Top of Dataset records
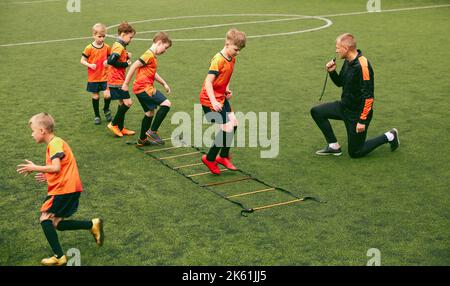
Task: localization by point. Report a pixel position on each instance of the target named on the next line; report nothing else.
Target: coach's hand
(360, 127)
(331, 66)
(216, 105)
Bottom of Dataset records
What this task involves: Quote the data above in full and without alteration; skip the pictures.

Reply:
Task: localization by point. Report a pixel position on each instance of the target named on the next line; report nothing else.
Target: coach's hand
(360, 127)
(331, 66)
(216, 105)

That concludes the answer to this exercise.